* [Description of the task] Search the records for the string "query", then copy each line where it appears.

------ Material supplied ------

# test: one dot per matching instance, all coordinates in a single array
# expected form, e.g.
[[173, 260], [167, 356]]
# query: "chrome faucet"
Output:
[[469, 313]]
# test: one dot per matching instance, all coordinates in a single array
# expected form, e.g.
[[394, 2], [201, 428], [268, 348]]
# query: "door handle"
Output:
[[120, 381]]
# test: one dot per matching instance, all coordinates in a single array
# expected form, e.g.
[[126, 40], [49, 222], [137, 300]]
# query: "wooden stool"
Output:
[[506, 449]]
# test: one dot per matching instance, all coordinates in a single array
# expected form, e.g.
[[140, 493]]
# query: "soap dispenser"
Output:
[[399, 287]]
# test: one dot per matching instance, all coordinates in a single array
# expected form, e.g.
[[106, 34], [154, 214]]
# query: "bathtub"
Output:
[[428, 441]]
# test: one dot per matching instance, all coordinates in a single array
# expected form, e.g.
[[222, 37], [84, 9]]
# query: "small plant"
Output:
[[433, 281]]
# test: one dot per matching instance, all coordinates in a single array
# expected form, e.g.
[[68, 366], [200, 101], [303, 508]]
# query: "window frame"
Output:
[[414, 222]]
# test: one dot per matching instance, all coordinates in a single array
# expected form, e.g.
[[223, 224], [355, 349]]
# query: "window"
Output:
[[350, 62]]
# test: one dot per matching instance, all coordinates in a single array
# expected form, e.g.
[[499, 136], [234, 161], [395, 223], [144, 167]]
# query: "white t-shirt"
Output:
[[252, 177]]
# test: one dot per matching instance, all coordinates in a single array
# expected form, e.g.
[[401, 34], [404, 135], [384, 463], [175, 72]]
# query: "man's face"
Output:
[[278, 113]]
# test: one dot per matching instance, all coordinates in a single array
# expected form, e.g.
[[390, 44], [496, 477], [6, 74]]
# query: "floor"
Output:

------

* [Response]
# query: "chrome faucet"
# query: "door handle"
# query: "wooden stool"
# query: "soap dispenser"
# query: "bathtub"
# query: "small plant"
# query: "window frame"
# query: "window"
# query: "white t-shirt"
# query: "man's face"
# query: "floor"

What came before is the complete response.